### Extracted entries
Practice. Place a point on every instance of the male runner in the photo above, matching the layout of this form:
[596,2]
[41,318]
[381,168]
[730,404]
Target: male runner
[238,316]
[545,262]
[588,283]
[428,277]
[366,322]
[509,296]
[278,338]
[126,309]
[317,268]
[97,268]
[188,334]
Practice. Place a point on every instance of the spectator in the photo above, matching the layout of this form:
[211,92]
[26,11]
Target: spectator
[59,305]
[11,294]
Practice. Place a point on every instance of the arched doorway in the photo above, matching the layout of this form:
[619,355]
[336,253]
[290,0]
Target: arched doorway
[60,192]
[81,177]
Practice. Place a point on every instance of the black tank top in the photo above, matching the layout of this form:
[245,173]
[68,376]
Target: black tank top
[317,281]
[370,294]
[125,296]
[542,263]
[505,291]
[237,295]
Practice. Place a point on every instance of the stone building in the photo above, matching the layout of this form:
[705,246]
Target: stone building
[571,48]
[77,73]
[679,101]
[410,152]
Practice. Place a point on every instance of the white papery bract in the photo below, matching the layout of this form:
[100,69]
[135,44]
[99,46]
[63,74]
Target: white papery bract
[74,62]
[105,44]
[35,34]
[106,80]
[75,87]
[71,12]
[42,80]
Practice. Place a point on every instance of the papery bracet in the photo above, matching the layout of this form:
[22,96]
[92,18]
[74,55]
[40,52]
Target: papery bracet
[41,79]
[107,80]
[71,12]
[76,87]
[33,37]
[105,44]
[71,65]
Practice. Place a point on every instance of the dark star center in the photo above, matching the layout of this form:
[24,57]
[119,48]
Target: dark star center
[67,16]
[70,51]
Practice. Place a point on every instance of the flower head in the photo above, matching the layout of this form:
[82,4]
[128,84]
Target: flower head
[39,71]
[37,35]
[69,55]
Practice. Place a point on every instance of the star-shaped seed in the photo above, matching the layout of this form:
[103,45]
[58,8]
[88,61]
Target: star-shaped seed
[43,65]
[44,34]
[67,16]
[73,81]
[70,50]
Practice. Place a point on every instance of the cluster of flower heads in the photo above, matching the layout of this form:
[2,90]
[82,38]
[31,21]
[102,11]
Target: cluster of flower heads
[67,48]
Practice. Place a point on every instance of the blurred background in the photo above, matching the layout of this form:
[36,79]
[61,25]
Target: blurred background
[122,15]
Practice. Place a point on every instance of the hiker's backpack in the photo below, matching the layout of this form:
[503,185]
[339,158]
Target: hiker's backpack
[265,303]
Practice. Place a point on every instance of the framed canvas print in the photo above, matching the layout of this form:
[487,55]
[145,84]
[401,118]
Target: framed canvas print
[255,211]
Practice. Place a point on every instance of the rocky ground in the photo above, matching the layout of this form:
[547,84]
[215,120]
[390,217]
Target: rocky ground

### Instructions to follow
Quote all of the items above word for word, from the first line through the last, without changing anything.

### Reply to the exercise
Practice. Place a point on every instance of the male runner in the photo above, matching the layout of this form:
[596,2]
[41,318]
[381,168]
[730,404]
Target: male runner
[238,316]
[545,262]
[588,283]
[428,277]
[366,322]
[509,296]
[278,338]
[126,309]
[317,268]
[97,268]
[188,334]
Practice. Place a point on every instance of the spectator in the photo above, matching the layout of this form:
[211,92]
[26,11]
Target: spectator
[59,305]
[11,294]
Practice. Place a point on every instance of the arched doorway in the photo above, matching the layout of this form:
[619,355]
[336,253]
[290,0]
Target: arched doorway
[60,192]
[81,177]
Practice. Place a point on every instance of the black tank top in the photo above, matching the layout of this form:
[245,173]
[68,376]
Target: black tank top
[317,281]
[370,294]
[125,296]
[542,263]
[505,291]
[237,295]
Practice. Place a point on every instance of the stone building in the photo above, matching the layout of this form:
[705,246]
Target: stone building
[571,48]
[77,73]
[679,101]
[410,152]
Practice. Place a point on every instance of the white papery bract in the photo below, matching the layout of this form:
[100,69]
[135,44]
[99,46]
[63,74]
Target: white papery bract
[74,62]
[105,44]
[35,34]
[106,80]
[75,87]
[71,12]
[42,80]
Practice. Place a point on every instance of the papery bracet in the photo above, matching the layout of this form:
[22,96]
[92,18]
[74,55]
[40,52]
Target: papery bracet
[41,79]
[107,80]
[71,12]
[76,87]
[33,37]
[105,44]
[71,65]
Practice. Place a point on every instance of the dark star center in the photo above, matching the layout of this form:
[24,57]
[119,48]
Target: dark star center
[67,16]
[70,51]
Practice. Place a point on every instance of the flower head in the photo above, matching the layout of this form:
[82,4]
[128,84]
Target: flower head
[39,71]
[37,35]
[69,55]
Practice. Place a point on every instance of the star-shaped seed in the photo above, matching the layout of this form:
[103,45]
[58,8]
[88,61]
Target: star-shaped seed
[43,65]
[44,34]
[67,16]
[73,81]
[70,50]
Practice. Place a point on every instance of the cluster of flower heads in the photo above, matching the layout of this form:
[2,90]
[82,38]
[31,21]
[102,11]
Target: cluster of flower heads
[67,48]
Practice. Place a point on every instance of the blurred background in the photo above, matching the layout of this form:
[36,79]
[61,25]
Target: blurred background
[122,15]
Practice. Place a point on every instance of the hiker's backpack in the photo below, matching the layout of this form:
[503,185]
[339,158]
Target: hiker's backpack
[265,303]
Practice. Place a point on every instance of the framed canvas print in the photo above, matching the layout of this form:
[487,55]
[145,84]
[401,118]
Target: framed canvas print
[255,211]
Practice. Place a point on every instance of the rocky ground in the photo above, matching the layout of this form:
[547,84]
[215,120]
[390,217]
Target: rocky ground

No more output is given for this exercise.